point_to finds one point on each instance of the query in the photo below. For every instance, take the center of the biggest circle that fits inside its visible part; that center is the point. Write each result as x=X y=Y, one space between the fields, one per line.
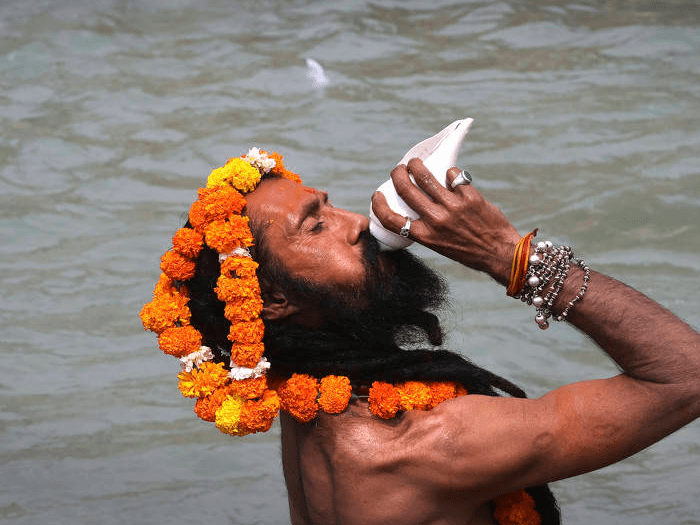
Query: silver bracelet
x=550 y=266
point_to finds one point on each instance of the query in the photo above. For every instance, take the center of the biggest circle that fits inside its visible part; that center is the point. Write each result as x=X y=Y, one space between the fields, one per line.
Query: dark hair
x=383 y=343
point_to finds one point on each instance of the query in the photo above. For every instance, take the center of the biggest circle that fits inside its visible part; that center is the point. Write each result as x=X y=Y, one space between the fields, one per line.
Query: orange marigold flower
x=258 y=415
x=247 y=355
x=165 y=311
x=516 y=508
x=215 y=204
x=414 y=395
x=231 y=288
x=180 y=340
x=298 y=397
x=252 y=388
x=335 y=394
x=202 y=381
x=441 y=391
x=237 y=173
x=244 y=309
x=176 y=266
x=187 y=242
x=247 y=332
x=384 y=400
x=225 y=236
x=198 y=215
x=243 y=267
x=206 y=407
x=165 y=285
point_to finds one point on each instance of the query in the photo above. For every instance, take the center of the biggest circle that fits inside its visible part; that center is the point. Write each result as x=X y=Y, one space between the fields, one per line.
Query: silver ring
x=463 y=178
x=406 y=228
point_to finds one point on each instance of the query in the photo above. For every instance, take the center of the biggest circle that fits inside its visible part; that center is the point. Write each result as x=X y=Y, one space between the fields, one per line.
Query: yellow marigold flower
x=414 y=396
x=202 y=381
x=237 y=173
x=243 y=267
x=188 y=242
x=229 y=414
x=247 y=332
x=206 y=407
x=384 y=400
x=247 y=355
x=176 y=266
x=225 y=236
x=251 y=388
x=165 y=311
x=231 y=288
x=257 y=416
x=298 y=397
x=335 y=394
x=180 y=340
x=244 y=309
x=516 y=508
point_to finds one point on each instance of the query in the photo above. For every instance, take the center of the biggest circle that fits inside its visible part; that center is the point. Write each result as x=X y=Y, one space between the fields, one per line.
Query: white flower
x=238 y=252
x=239 y=373
x=196 y=358
x=260 y=160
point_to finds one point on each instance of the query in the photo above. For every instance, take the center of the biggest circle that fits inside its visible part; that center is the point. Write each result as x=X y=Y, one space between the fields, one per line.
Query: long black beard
x=397 y=312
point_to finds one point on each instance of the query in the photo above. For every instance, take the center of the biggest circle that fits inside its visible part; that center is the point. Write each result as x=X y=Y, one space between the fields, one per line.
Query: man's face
x=312 y=239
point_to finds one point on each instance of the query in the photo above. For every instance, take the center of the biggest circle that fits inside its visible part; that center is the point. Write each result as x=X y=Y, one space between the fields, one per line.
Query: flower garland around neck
x=238 y=398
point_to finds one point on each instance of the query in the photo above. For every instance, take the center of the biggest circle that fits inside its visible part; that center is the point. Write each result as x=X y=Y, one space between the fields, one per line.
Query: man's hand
x=497 y=445
x=457 y=223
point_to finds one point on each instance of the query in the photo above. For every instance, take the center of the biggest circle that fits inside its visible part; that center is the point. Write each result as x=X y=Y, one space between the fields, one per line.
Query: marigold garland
x=335 y=392
x=180 y=340
x=238 y=398
x=188 y=242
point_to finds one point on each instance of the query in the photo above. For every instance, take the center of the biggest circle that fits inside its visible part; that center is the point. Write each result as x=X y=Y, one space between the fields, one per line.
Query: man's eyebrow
x=310 y=207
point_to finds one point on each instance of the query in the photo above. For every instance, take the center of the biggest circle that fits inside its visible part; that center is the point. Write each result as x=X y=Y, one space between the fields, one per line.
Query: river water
x=112 y=113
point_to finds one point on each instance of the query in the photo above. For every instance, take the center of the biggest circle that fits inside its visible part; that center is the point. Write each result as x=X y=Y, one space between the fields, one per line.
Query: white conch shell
x=438 y=153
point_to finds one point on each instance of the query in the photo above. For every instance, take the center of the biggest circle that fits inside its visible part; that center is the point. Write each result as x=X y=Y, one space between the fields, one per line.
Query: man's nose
x=355 y=224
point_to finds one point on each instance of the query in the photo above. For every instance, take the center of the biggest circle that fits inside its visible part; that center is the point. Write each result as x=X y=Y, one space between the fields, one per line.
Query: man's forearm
x=646 y=340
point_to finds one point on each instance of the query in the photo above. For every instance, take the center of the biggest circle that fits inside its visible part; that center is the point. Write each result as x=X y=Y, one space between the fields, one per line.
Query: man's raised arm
x=578 y=427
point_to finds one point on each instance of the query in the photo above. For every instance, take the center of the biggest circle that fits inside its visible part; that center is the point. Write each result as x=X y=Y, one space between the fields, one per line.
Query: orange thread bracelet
x=518 y=268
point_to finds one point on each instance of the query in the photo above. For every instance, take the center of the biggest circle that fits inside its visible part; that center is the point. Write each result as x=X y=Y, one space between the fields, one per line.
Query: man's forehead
x=279 y=198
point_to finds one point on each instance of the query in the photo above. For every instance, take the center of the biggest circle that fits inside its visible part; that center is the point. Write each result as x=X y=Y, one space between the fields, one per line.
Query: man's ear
x=276 y=306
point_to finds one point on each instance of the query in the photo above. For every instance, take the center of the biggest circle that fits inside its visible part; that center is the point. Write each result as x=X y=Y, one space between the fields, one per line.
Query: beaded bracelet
x=550 y=266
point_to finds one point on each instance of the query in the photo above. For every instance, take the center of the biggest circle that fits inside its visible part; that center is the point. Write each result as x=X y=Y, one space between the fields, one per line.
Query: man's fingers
x=452 y=174
x=390 y=219
x=393 y=221
x=413 y=196
x=427 y=181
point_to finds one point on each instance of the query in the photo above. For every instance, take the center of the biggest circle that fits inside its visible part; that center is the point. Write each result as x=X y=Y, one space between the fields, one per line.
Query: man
x=332 y=304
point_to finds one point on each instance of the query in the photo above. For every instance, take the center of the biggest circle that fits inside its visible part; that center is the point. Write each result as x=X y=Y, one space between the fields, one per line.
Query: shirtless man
x=446 y=465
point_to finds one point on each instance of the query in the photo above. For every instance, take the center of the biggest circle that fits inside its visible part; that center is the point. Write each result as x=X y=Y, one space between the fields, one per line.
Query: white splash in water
x=316 y=74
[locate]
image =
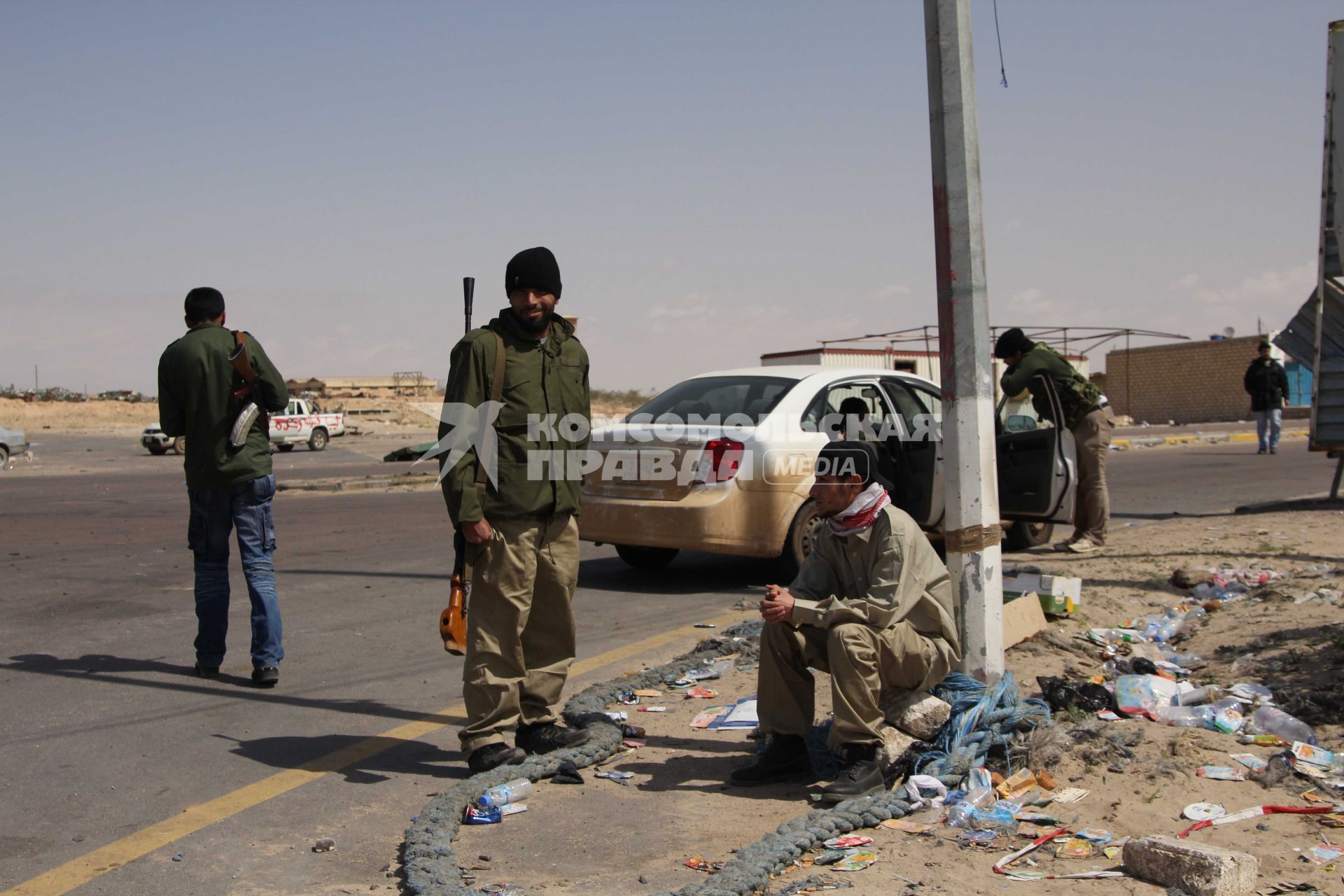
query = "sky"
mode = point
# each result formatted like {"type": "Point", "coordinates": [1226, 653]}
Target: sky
{"type": "Point", "coordinates": [718, 181]}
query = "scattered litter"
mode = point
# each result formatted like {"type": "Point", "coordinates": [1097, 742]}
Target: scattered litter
{"type": "Point", "coordinates": [1256, 812]}
{"type": "Point", "coordinates": [1074, 848]}
{"type": "Point", "coordinates": [1203, 812]}
{"type": "Point", "coordinates": [857, 860]}
{"type": "Point", "coordinates": [1322, 855]}
{"type": "Point", "coordinates": [907, 827]}
{"type": "Point", "coordinates": [1250, 761]}
{"type": "Point", "coordinates": [1070, 796]}
{"type": "Point", "coordinates": [847, 841]}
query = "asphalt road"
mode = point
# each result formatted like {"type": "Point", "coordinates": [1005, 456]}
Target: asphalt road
{"type": "Point", "coordinates": [105, 734]}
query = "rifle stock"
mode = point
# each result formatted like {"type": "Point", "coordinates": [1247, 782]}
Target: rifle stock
{"type": "Point", "coordinates": [452, 621]}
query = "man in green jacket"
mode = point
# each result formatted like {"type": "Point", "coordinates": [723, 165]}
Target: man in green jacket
{"type": "Point", "coordinates": [521, 528]}
{"type": "Point", "coordinates": [873, 606]}
{"type": "Point", "coordinates": [1086, 414]}
{"type": "Point", "coordinates": [227, 486]}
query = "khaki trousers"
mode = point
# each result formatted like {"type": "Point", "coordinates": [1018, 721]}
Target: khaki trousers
{"type": "Point", "coordinates": [519, 626]}
{"type": "Point", "coordinates": [862, 662]}
{"type": "Point", "coordinates": [1092, 510]}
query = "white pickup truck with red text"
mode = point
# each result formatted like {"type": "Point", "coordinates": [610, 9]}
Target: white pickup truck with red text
{"type": "Point", "coordinates": [302, 421]}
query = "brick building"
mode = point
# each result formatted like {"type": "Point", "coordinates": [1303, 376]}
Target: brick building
{"type": "Point", "coordinates": [1183, 382]}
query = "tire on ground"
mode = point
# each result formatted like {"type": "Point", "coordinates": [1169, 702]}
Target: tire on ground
{"type": "Point", "coordinates": [1025, 533]}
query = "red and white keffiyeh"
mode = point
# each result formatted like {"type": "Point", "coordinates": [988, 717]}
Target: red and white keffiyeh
{"type": "Point", "coordinates": [862, 511]}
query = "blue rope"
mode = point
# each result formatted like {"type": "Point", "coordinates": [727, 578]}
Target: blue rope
{"type": "Point", "coordinates": [981, 719]}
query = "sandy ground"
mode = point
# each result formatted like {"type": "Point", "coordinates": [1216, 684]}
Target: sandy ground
{"type": "Point", "coordinates": [604, 837]}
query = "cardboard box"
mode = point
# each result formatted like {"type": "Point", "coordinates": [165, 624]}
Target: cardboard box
{"type": "Point", "coordinates": [1059, 594]}
{"type": "Point", "coordinates": [1022, 620]}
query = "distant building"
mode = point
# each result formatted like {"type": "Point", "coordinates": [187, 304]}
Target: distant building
{"type": "Point", "coordinates": [1194, 382]}
{"type": "Point", "coordinates": [397, 386]}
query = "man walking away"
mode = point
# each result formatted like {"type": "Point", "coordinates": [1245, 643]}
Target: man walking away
{"type": "Point", "coordinates": [1266, 383]}
{"type": "Point", "coordinates": [522, 533]}
{"type": "Point", "coordinates": [201, 396]}
{"type": "Point", "coordinates": [873, 606]}
{"type": "Point", "coordinates": [1086, 413]}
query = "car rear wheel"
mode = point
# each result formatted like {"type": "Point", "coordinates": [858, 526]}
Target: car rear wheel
{"type": "Point", "coordinates": [802, 540]}
{"type": "Point", "coordinates": [1028, 535]}
{"type": "Point", "coordinates": [643, 558]}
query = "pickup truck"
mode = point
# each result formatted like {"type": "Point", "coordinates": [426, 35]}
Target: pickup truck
{"type": "Point", "coordinates": [11, 442]}
{"type": "Point", "coordinates": [302, 421]}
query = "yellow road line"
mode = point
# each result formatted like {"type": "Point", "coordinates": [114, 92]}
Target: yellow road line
{"type": "Point", "coordinates": [147, 840]}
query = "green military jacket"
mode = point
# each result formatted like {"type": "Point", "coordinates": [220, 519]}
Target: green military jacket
{"type": "Point", "coordinates": [1077, 394]}
{"type": "Point", "coordinates": [195, 399]}
{"type": "Point", "coordinates": [539, 379]}
{"type": "Point", "coordinates": [879, 577]}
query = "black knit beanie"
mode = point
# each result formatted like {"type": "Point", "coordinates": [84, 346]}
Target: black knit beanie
{"type": "Point", "coordinates": [536, 269]}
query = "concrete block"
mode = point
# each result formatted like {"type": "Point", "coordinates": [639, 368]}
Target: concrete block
{"type": "Point", "coordinates": [916, 713]}
{"type": "Point", "coordinates": [894, 745]}
{"type": "Point", "coordinates": [1194, 868]}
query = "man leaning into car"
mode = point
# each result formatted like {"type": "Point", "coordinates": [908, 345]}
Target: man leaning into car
{"type": "Point", "coordinates": [873, 606]}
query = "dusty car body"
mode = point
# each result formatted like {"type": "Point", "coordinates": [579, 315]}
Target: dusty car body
{"type": "Point", "coordinates": [742, 488]}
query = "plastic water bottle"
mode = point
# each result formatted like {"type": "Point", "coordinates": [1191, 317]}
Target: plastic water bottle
{"type": "Point", "coordinates": [1272, 720]}
{"type": "Point", "coordinates": [1186, 716]}
{"type": "Point", "coordinates": [514, 792]}
{"type": "Point", "coordinates": [964, 814]}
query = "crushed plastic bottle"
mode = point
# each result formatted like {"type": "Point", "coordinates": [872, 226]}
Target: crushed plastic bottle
{"type": "Point", "coordinates": [1272, 720]}
{"type": "Point", "coordinates": [512, 792]}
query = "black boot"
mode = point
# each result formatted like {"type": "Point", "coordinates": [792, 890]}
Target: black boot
{"type": "Point", "coordinates": [785, 757]}
{"type": "Point", "coordinates": [493, 757]}
{"type": "Point", "coordinates": [860, 774]}
{"type": "Point", "coordinates": [547, 736]}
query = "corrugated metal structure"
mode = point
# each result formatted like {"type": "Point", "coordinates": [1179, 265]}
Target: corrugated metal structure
{"type": "Point", "coordinates": [1316, 332]}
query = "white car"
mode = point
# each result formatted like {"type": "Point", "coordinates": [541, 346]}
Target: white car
{"type": "Point", "coordinates": [153, 438]}
{"type": "Point", "coordinates": [743, 489]}
{"type": "Point", "coordinates": [302, 421]}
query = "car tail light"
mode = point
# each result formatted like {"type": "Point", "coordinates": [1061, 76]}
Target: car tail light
{"type": "Point", "coordinates": [723, 457]}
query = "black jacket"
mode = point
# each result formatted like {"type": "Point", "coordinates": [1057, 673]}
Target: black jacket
{"type": "Point", "coordinates": [1266, 383]}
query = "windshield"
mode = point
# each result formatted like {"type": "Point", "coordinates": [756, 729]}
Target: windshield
{"type": "Point", "coordinates": [717, 398]}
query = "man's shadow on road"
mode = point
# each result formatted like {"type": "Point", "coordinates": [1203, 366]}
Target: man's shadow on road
{"type": "Point", "coordinates": [125, 671]}
{"type": "Point", "coordinates": [360, 761]}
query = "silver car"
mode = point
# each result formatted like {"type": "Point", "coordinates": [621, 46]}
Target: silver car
{"type": "Point", "coordinates": [743, 489]}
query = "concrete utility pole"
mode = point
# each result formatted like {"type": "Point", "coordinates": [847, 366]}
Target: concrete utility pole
{"type": "Point", "coordinates": [964, 340]}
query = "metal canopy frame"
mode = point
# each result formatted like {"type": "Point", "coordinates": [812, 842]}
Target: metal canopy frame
{"type": "Point", "coordinates": [1092, 337]}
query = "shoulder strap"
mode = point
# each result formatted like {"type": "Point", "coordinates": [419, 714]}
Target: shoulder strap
{"type": "Point", "coordinates": [496, 393]}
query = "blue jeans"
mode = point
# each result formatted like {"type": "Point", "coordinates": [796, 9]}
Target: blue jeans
{"type": "Point", "coordinates": [214, 514]}
{"type": "Point", "coordinates": [1269, 422]}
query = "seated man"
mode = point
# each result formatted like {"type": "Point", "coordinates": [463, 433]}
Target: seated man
{"type": "Point", "coordinates": [873, 606]}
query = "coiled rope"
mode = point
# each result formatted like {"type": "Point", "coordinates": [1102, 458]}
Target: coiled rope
{"type": "Point", "coordinates": [981, 719]}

◆ ◆ ◆ ◆ ◆ ◆ ◆

▶ **EXERCISE GOAL**
Verbatim reproduction is required for the line holding "Target: blue jeans" and for every line after it in the records, with no other line included.

▶ **TASK RESULT**
Target: blue jeans
{"type": "Point", "coordinates": [214, 514]}
{"type": "Point", "coordinates": [1269, 422]}
query = "seated man"
mode = point
# each result formatted like {"type": "Point", "coordinates": [463, 433]}
Target: seated man
{"type": "Point", "coordinates": [873, 606]}
query = "coiled rope"
mode = point
# each result formatted like {"type": "Point", "coordinates": [1102, 458]}
Target: coiled rope
{"type": "Point", "coordinates": [981, 719]}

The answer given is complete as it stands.